Exercise objective:
Please update the rows from the line with "excavator cab shown in this photo?" through the end of the rows by replacing "calm water" with "still water", and give back only those lines with nothing else changed.

"""

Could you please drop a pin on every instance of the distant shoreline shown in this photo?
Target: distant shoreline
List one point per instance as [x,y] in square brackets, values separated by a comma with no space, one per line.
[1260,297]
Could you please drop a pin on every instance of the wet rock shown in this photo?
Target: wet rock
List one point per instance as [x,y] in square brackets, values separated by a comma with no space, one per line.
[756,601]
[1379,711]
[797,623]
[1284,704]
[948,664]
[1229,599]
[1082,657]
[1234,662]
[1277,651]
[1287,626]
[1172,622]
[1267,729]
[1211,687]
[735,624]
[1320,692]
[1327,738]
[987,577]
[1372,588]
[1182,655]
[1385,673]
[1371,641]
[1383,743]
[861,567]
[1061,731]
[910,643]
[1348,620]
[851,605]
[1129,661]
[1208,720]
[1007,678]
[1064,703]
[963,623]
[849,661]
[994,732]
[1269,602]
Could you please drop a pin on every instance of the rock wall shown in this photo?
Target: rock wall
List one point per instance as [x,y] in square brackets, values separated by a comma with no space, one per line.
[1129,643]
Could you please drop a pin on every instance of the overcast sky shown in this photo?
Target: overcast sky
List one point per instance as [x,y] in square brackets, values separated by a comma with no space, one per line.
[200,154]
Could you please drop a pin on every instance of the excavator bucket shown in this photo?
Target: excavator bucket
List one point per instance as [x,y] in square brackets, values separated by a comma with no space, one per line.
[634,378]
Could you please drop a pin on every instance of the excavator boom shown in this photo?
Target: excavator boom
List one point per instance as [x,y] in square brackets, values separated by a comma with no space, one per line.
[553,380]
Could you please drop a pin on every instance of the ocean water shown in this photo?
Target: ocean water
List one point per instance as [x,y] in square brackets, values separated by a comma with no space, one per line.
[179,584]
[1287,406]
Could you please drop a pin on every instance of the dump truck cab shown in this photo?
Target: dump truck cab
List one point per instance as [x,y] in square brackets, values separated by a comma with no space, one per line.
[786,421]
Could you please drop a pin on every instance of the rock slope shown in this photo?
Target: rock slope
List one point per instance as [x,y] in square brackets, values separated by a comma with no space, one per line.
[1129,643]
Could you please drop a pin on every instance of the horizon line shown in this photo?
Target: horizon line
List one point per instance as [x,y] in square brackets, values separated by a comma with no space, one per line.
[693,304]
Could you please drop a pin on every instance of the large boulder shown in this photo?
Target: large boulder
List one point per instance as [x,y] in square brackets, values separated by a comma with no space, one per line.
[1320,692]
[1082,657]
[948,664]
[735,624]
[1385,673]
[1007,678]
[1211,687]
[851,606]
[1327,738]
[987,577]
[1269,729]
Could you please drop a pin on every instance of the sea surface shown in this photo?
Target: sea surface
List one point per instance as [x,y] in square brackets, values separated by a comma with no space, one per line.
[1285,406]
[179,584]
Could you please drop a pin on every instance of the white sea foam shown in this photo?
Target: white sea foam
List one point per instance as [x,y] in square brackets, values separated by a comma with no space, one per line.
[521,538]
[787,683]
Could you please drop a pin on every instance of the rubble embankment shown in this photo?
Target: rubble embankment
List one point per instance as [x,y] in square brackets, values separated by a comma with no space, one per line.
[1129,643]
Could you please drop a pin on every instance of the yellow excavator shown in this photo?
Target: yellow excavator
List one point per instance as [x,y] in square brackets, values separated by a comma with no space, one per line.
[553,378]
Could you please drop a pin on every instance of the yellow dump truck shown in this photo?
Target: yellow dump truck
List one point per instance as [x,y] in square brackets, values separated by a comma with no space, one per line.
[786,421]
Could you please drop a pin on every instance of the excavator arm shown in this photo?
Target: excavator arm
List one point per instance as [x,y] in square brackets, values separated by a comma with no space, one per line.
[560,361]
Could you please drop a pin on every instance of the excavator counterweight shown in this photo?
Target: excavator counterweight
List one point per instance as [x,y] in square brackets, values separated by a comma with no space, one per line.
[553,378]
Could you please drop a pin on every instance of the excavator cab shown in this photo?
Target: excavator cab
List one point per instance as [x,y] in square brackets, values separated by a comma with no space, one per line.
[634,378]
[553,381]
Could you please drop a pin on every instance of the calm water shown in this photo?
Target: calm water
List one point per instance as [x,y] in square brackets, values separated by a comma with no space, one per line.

"""

Full response:
Could you please drop a pin on every instance of the excavator cab shown in this photo?
Target: excavator cab
List one point per instance as [x,y] in square brackets, values separated by a comma with no space, one per line.
[634,378]
[553,381]
Could you please drop a pin on every instance of the still water shown in this photo?
Target: still water
List one point per instance as [x,y] in square brackets, values separated by a comma with no space, one per line.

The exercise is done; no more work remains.